■ What the task requires
Reproduce each of these items word for word, omitting the pictures from your reply.

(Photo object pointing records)
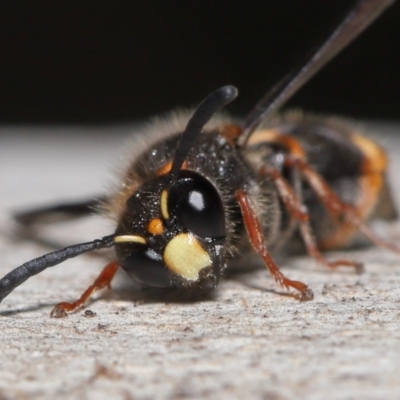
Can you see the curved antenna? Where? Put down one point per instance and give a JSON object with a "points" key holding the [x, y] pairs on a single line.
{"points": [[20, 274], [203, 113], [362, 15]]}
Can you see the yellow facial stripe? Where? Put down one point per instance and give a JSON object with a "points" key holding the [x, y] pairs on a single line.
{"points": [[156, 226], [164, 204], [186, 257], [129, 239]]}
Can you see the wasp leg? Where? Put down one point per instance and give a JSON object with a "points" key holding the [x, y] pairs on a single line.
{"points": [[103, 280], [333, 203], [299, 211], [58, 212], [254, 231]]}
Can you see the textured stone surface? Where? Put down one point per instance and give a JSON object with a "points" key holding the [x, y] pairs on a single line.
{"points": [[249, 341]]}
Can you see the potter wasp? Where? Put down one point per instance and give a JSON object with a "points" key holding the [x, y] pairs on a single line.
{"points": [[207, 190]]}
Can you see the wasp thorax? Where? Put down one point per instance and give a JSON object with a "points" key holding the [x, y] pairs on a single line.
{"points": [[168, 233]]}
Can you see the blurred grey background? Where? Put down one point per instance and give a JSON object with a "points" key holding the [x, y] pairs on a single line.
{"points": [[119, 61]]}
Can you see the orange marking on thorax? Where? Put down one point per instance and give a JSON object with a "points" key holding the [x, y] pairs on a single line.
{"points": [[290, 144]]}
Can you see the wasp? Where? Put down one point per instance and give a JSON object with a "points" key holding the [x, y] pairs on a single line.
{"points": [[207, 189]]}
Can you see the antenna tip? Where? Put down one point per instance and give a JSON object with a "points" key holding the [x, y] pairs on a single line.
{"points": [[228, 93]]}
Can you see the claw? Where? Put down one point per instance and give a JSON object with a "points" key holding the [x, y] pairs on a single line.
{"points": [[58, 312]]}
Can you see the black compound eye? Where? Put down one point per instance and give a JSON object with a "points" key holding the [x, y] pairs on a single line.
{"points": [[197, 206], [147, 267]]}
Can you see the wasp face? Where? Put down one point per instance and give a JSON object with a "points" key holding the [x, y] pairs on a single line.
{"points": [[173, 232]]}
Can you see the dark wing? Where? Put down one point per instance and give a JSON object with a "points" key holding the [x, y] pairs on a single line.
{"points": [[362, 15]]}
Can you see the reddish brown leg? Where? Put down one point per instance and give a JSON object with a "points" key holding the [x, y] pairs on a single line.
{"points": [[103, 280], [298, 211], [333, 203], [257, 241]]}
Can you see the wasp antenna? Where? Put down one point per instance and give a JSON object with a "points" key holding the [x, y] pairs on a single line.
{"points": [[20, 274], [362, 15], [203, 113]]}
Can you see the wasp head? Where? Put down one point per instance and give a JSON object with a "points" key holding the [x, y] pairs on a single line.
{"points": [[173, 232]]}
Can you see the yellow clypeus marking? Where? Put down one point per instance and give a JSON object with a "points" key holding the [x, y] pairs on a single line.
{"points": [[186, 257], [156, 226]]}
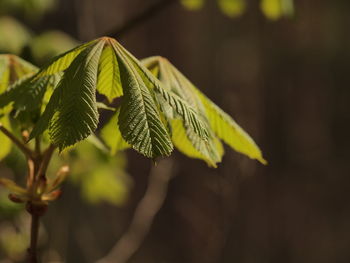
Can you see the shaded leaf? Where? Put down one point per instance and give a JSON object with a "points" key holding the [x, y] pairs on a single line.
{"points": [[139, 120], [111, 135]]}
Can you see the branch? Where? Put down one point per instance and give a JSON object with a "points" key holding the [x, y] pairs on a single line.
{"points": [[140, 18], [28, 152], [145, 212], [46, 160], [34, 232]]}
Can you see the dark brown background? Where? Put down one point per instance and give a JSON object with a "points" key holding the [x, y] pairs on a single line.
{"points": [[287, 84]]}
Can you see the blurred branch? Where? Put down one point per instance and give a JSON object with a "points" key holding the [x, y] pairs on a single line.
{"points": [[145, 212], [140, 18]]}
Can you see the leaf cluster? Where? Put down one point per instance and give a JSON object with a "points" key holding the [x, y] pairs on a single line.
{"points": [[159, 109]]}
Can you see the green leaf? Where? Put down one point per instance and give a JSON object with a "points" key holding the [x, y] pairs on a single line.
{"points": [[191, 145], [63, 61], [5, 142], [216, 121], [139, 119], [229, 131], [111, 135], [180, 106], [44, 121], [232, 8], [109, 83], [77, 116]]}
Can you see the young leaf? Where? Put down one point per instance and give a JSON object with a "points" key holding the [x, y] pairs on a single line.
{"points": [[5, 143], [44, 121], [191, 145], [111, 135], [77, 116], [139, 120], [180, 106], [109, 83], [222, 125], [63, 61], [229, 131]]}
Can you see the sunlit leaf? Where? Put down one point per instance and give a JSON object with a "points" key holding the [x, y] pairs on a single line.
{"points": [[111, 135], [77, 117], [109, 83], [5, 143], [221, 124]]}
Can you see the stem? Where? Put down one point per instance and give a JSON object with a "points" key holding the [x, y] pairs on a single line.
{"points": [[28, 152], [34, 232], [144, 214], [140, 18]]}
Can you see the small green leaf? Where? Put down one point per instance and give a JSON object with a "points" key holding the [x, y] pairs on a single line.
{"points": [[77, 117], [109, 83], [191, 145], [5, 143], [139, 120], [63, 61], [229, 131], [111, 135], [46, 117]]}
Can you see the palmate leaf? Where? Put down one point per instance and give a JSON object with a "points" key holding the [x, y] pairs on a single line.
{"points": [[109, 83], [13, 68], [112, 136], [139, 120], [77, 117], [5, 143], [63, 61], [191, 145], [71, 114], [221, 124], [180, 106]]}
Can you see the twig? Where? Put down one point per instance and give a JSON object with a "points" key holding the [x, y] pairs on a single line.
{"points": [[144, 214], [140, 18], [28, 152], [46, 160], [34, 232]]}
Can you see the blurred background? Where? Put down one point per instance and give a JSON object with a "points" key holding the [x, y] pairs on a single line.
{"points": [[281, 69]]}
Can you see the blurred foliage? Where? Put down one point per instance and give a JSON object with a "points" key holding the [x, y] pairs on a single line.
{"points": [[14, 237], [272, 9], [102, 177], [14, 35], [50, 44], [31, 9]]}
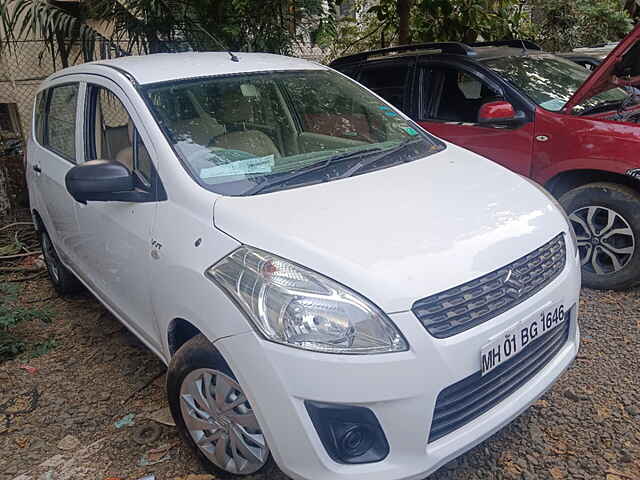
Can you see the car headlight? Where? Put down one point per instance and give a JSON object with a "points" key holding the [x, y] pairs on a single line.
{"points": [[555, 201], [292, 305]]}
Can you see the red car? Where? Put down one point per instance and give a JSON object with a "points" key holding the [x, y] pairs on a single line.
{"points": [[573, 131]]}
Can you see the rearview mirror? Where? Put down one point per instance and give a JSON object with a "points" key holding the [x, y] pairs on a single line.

■ Task answer
Can you see the curved antenna? Where? Put down one point per instance and give a JSON object with a "points" key holding the [x, y] pairs on a single line.
{"points": [[20, 274], [203, 113], [362, 15]]}
Can you see the yellow facial stripe? Where? Put down one point per instance and give a JSON object with a "points" key holding the [x, y] pairs on a single line.
{"points": [[156, 226], [164, 204], [186, 257], [129, 239]]}
Can you see the wasp leg? Where? Put down one point per instance and give a JSON object with a "points" key holding the [x, y] pairs on a single line.
{"points": [[103, 280], [333, 203], [299, 211], [58, 212], [254, 231]]}
Can you see the textured stone surface? Where? Put down one point per instance and give a JSON object with a "points" key holding the [x, y] pairs on a single line.
{"points": [[249, 341]]}
Can you see the potter wasp? Where? Put down one point per instance and give a JSON object with a "points" key holding the [x, y] pairs on a single line.
{"points": [[207, 190]]}
Can you see the wasp thorax? Where? Put down one point per instance and give a JSON object with a "points" key holding the [x, y] pairs on a single line.
{"points": [[168, 233]]}
Can you see the blurred grey background? Where? Put down one point per instance and give a JSON object with a "points" key holding the [x, y] pairs on a single line.
{"points": [[119, 61]]}
Can you see the orange marking on thorax? Where? Put down one point per instance and give a JSON object with a "points" key holding the [x, y] pairs on a single line.
{"points": [[290, 144]]}
Can you see the wasp? Where? Put down one point per instance and give a JSON object with a "points" key holding the [x, y] pairs on a single line.
{"points": [[207, 189]]}
Can you see the antenna tip? Where? Put down one point per instance and give a JSON object with a "points" key holding the [x, y] pairs on a single line.
{"points": [[228, 93]]}
Can you see the claw? Where? Put down one point per instance and give a JSON object with a "points" key holding the [x, y] pairs on a single line.
{"points": [[58, 312]]}
Can you see the black compound eye? Where? Put down one point per instance and give a JSON object with a "points" key holding the [x, y] pairs on a single line.
{"points": [[197, 206], [147, 267]]}
Can you see the wasp face? Where? Put down one point per instance and give a JSON object with a "points" key holding the [x, y] pairs on a single line.
{"points": [[173, 232]]}
Can you see the dark wing? Where? Put down one point per instance and give a JSON object with a "points" key holding the [x, y] pairs on a single line.
{"points": [[362, 15]]}
Can you see the reddish brown leg? Where? Put down one point per instance and give a JSON object with a "points" key holding the [x, y] pairs on a single line.
{"points": [[103, 280], [298, 211], [333, 203], [257, 241]]}
Can you see the wasp antenna? Where? Put down one point per instance and give a JSON object with a "points" key holding the [x, y] pairs on a single line.
{"points": [[20, 274], [362, 15], [203, 113]]}
Can you see the wasp head? Where? Put down one point per instance and give a JSON object with a "points" key holding the [x, y] pairs on a single line.
{"points": [[173, 232]]}
Can you see the yellow clypeus marking? Where? Put down one point per instance and give a JSON object with a "points" key holding the [x, y] pairs on a single line.
{"points": [[186, 257], [156, 226]]}
Can you see the shaded leaf? Where? Put down one point per instance and give a JSON object with a "points" key holding the [x, y] pairs on a single line.
{"points": [[139, 120], [111, 135]]}
Can you see the branch? Where? Put down one point per instance and give a JSON object with a "points" key holding the [x, y] pairs on a single line.
{"points": [[140, 18], [28, 152], [145, 212], [46, 160], [34, 232]]}
Can you see the dark brown background? Where? Put down one point per instance and give a JSON object with a "points" key holding the [x, y] pairs on a single line.
{"points": [[287, 84]]}
Can you see the blurred branch? Where? Put down one point per instance and give a JSON object with a "points" key holding the [x, y] pairs on a single line.
{"points": [[145, 212], [140, 18]]}
Can you see the leaf cluster? Where? Put down one point per instance and give a JSON object with a "points" key holding the [x, y] pairs on a single line.
{"points": [[159, 109]]}
Can you see the green leaf? Where? Put down one point per instance and give a JSON object with a "points" key holding the [x, y] pairs on a single line.
{"points": [[191, 145], [63, 61], [5, 142], [216, 121], [139, 119], [229, 131], [111, 135], [180, 106], [44, 121], [232, 8], [109, 83], [77, 116]]}
Can you see the young leaf? Where? Put down one point per instance and give a JSON object with a "points" key holding the [x, y] pairs on a single line.
{"points": [[5, 143], [44, 121], [191, 145], [111, 135], [77, 116], [139, 120], [180, 106], [109, 83], [222, 125], [63, 61], [229, 131]]}
Can you see the sunlit leaf? Where? Put down one point per instance and give a JSON object with a "points" key holding the [x, y] pairs on a single line.
{"points": [[111, 135], [77, 117], [109, 83], [5, 143], [221, 124]]}
Can you see the stem? Where? Put down one point per instance and give a JSON object with a "points" key holding the [x, y] pairs on a single line.
{"points": [[28, 152], [34, 232], [144, 214], [140, 18]]}
Can you see the small green leaf? Where? Put down one point per instance and give a JSON object with a "points" key holding the [x, y] pairs on a single line.
{"points": [[77, 117], [109, 83], [191, 145], [5, 143], [139, 120], [63, 61], [229, 131], [111, 135], [46, 117]]}
Can you see the palmate leaf? Where? Put down one point per instance and give a JSON object with a "points" key holding the [x, y] pairs on a single line.
{"points": [[109, 83], [13, 68], [112, 136], [139, 120], [77, 117], [5, 143], [63, 61], [191, 145], [71, 114], [221, 124], [180, 106]]}
Can you see the twig? Where? Put down one point per instance and give a JSON object with a "points" key holding the [x, y] pairs on a single line.
{"points": [[144, 214], [140, 18], [28, 152], [46, 160], [34, 232]]}
Can you see the blurred background? Where? Put down one point per instance and give a JSON object with a "points" key holding the [x, y] pairs on a single line.
{"points": [[281, 69]]}
Can you see the blurred foliage? Where? Put down one point per instance and give a JSON object with a "points" key holding the [x, y] pairs on a single line.
{"points": [[14, 237], [272, 9], [102, 177], [14, 35], [50, 44], [31, 9]]}
Can you see the car headlight? Where? Put down one point per instance and give a JSON object with a "points" key holding the [x, y] pairs on a single line.
{"points": [[555, 201], [292, 305]]}
Can you see the red car? Where? Put down one point per instance and give a JSON object with a "points" key holding the [x, y] pairs on a single line.
{"points": [[573, 131]]}
Can you see the rearview mirror? Where? Put down one point per instance and give a JSON object with a "points" key holding the [x, y] pairs on a single line.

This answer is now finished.